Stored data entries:
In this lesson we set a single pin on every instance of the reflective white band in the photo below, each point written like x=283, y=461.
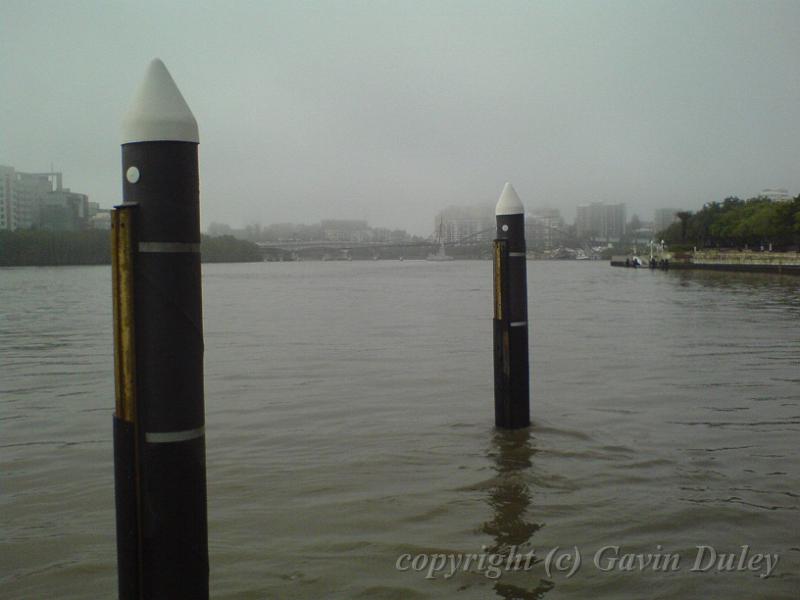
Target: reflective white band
x=174, y=436
x=173, y=247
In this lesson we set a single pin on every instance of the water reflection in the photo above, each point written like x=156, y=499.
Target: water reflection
x=510, y=500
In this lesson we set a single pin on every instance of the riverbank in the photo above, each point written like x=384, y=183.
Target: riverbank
x=784, y=263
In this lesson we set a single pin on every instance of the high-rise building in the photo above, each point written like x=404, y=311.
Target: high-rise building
x=8, y=199
x=664, y=217
x=460, y=224
x=39, y=200
x=601, y=222
x=544, y=228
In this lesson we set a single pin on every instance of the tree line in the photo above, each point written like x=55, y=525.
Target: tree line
x=29, y=247
x=735, y=223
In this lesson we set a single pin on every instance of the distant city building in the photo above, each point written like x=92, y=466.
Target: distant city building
x=38, y=200
x=599, y=221
x=664, y=217
x=458, y=224
x=8, y=199
x=544, y=228
x=337, y=230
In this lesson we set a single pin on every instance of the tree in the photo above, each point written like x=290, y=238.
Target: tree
x=684, y=216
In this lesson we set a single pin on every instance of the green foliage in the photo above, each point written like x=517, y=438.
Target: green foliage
x=736, y=223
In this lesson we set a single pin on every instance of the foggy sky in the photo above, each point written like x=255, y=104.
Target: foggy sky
x=390, y=111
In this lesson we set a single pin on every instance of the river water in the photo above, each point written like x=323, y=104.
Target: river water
x=350, y=432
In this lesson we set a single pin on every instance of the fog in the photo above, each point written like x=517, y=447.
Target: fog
x=390, y=111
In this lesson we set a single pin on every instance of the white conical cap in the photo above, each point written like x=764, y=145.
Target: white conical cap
x=509, y=203
x=158, y=111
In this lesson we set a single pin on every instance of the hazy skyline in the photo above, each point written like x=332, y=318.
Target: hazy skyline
x=391, y=111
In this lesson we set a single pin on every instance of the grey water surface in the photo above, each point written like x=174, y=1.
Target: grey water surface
x=349, y=420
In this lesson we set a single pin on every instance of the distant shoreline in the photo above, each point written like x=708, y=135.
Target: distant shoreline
x=38, y=248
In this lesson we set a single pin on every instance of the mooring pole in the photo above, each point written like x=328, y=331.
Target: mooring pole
x=511, y=379
x=159, y=439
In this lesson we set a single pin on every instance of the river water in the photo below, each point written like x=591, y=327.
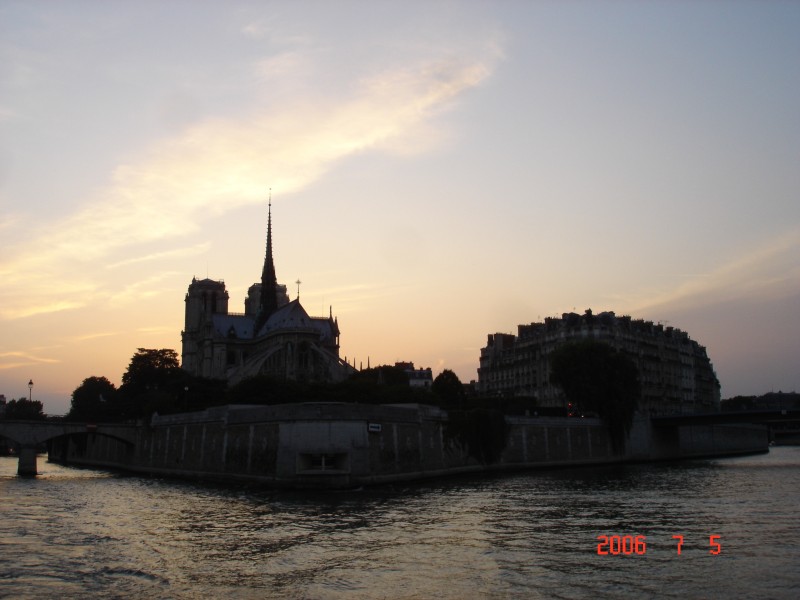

*To do*:
Report, for the data above, every line in which the string "below" appears.

*Answer space*:
In this lesson we set a single pin on every instance of the reflective white band in the photo below, each point written like x=283, y=461.
In this lesson we set a single pin on every instance of the river water in the photo below, each point written like x=591, y=327.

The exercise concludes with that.